### [Goal of the exercise]
Answer these questions using the text on the album Dive In:
1. Who was the album's executive producer?
2. What chart position did the second single, "Rushes," reach in the UK?
3. How many tracks does the album actually have?

### [Document passage]
══════

Studio album by Darius Danesh
- Released: 2 December 2002
- Genre: Pop
- Label: Mercury Records
- Producers: The Misfits (Pete Glenister, Deni Lew), The Matrix, Mike Hedges, Alex James, Darius Danesh

Darius Danesh chronology
|  | Dive In (2002) | Live Twice (2004) |

Singles from Dive In
- "Colourblind" Released: 29 July 2002; "Rushes" Released: 25 November 2002; "Incredible (What I Meant to Say)" Released: 3 March 2003; "Girl in the Moon" Released: 9 June 2003;

= Dive In =

Dive In is the debut album by Darius Danesh, released on 2 December 2002. It was a huge success and went platinum in the UK, charting at number 6 on the UK Albums Chart during the competitive pre-Christmas sales. He wrote all 12 songs on the album, collaborating with a number of other producers such as The Misfits (Pete Glenister, Deni Lew) and The Matrix. Steve Lillywhite was executive producer and Darius himself produced the track "Better Than That".

Professional ratings
Review scores
| Source | Rating |
| TOTP Magazine | Star |
| Smash Hits | Star |
| BBC News Review | (not rated) link |
| Yahoo! Music | link |

==Album information==
The first single "Colourblind", was released on 29 July 2002 and went straight to number 1 in the UK for two weeks and was certified silver. The second single "Rushes", also did well, going to number 5 in the UK charts, and the third single "Incredible (What I Meant to Say)" went to number 9. The fourth and last single "Girl in the Moon" did not do as well but still got to number 21. The album actually has 69 tracks, but after the first 12 they are all 5 seconds of silence until the last one, which is a songwriting demo of "Gotta Know Tonight", effectively making it a hidden track. This songwriting demo has lyrics and music written by Danesh, showing the song as it was first written before other producers added their production ideas to the song. The album was certified platinum in the UK for selling over 300,000 copies.

══════

### [Records shown]
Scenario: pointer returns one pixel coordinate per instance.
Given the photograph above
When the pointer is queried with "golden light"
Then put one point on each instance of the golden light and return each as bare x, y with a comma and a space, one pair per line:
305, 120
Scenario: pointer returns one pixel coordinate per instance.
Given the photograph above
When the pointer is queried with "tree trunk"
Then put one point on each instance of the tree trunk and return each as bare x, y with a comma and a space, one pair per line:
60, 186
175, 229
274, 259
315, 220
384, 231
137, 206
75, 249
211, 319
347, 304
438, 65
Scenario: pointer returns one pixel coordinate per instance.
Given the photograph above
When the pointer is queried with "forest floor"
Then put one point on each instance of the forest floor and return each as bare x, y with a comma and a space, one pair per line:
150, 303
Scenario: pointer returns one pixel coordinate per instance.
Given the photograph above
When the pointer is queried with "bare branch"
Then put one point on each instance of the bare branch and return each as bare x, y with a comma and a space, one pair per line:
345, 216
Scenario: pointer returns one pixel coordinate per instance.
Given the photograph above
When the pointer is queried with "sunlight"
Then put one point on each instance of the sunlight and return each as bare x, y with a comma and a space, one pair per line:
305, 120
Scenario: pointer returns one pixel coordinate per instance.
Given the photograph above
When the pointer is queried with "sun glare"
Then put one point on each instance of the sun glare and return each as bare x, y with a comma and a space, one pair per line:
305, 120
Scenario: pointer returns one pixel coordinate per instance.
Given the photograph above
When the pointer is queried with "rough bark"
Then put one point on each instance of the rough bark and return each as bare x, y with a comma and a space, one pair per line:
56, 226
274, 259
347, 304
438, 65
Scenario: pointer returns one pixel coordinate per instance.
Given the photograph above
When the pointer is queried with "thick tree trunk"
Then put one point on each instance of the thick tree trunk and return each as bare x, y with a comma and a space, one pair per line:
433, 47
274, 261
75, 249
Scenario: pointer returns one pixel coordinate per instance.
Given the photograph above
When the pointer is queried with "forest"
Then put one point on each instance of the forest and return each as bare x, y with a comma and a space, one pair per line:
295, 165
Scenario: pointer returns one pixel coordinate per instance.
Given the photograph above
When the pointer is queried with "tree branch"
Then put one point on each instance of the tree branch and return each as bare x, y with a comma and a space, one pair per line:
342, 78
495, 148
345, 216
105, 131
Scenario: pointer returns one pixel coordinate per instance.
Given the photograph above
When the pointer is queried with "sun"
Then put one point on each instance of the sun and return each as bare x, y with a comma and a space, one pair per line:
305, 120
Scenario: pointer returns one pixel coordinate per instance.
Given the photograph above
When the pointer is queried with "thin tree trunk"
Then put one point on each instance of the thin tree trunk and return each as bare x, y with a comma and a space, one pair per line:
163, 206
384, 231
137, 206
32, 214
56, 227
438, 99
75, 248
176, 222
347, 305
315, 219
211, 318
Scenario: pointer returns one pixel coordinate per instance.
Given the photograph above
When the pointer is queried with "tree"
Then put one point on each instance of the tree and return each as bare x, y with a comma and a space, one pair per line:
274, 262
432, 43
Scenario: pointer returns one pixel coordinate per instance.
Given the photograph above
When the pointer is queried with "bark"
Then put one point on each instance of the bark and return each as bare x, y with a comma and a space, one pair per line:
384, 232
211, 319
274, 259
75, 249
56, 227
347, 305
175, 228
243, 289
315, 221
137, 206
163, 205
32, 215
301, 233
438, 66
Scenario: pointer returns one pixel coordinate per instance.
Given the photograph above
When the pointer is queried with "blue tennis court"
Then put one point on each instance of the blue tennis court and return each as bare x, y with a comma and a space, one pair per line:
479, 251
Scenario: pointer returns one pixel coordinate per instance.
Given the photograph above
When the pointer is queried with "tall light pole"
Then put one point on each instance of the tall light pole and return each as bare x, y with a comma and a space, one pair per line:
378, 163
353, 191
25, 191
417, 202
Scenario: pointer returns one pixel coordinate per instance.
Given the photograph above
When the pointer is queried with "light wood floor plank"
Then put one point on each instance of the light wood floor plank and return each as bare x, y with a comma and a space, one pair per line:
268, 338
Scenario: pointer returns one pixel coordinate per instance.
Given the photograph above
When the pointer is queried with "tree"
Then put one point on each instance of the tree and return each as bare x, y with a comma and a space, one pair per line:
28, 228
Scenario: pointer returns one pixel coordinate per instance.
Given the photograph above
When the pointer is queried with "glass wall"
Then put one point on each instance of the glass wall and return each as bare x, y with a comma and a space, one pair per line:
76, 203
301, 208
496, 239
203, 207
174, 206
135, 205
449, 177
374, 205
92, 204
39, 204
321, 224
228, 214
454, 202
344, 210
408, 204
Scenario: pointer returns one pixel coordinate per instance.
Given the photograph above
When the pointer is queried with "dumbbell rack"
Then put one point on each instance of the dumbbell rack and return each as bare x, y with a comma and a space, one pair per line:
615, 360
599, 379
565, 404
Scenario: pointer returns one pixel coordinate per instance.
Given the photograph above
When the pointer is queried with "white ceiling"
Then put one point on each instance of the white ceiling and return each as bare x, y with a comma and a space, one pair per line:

══════

### [Response to this task]
1. Steve Lillywhite
2. Number 5
3. 69